- [PROBLEM TO WORK ON]: Each entry shown below is to be reproduced exactly.

──────

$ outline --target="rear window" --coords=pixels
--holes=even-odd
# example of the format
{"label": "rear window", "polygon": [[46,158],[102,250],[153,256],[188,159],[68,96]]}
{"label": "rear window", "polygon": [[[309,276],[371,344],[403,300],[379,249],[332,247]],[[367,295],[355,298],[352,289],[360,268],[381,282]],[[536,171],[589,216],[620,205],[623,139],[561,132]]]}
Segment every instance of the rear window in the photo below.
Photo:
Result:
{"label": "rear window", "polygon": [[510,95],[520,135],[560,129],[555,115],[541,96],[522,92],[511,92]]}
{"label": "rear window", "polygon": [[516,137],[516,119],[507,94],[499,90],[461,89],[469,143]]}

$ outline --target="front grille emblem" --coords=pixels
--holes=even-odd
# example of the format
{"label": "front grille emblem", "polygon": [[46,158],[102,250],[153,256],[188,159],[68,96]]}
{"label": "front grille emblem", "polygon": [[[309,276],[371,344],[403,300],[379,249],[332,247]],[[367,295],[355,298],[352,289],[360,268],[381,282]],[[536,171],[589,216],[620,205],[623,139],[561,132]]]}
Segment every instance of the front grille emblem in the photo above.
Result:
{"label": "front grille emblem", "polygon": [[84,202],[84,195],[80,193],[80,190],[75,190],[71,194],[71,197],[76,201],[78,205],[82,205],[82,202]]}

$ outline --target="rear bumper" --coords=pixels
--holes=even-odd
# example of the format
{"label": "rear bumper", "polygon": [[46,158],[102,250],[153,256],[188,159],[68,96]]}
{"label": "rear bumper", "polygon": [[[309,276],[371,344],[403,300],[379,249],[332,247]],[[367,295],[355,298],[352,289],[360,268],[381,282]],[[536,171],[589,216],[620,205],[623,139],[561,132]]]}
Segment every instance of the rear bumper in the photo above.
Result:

──────

- [THE COMPLETED TASK]:
$ outline --target="rear window" --coords=pixels
--holes=even-odd
# example of the format
{"label": "rear window", "polygon": [[46,158],[102,250],[153,256],[188,159],[68,96]]}
{"label": "rear window", "polygon": [[[309,276],[371,344],[403,300],[379,249],[332,247]],[[367,295],[355,298],[352,289],[360,268],[381,282]],[[536,171],[589,216],[620,205],[623,139],[561,132]]]}
Segment every instance of the rear window in the photo below.
Photo:
Result:
{"label": "rear window", "polygon": [[510,95],[520,135],[560,129],[555,115],[541,96],[522,92],[511,92]]}
{"label": "rear window", "polygon": [[516,137],[516,119],[507,94],[499,90],[461,89],[469,143]]}

$ outline --target="front grille emblem" --coords=pixels
--holes=even-odd
# example of the format
{"label": "front grille emblem", "polygon": [[46,158],[102,250],[153,256],[188,159],[68,96]]}
{"label": "front grille emblem", "polygon": [[[309,276],[371,344],[403,300],[379,249],[332,247]],[[367,295],[355,298],[352,289],[360,268],[381,282]],[[536,171],[589,216],[620,205],[623,139],[561,132]]]}
Segment every instance of the front grille emblem in the photo above.
Result:
{"label": "front grille emblem", "polygon": [[84,202],[84,195],[80,193],[80,190],[75,190],[71,194],[71,197],[76,201],[78,205],[82,205],[82,202]]}

$ outline --target="rear bumper" --coords=pixels
--holes=even-odd
# example of the format
{"label": "rear bumper", "polygon": [[46,158],[102,250],[153,256],[188,159],[68,96]]}
{"label": "rear bumper", "polygon": [[[309,276],[371,344],[403,300],[379,249],[332,247]],[[367,295],[355,298],[352,289],[360,268],[381,282]],[[536,171],[589,216],[620,205],[623,139],[561,132]]]}
Segment every instance of the rear bumper in the photo above.
Result:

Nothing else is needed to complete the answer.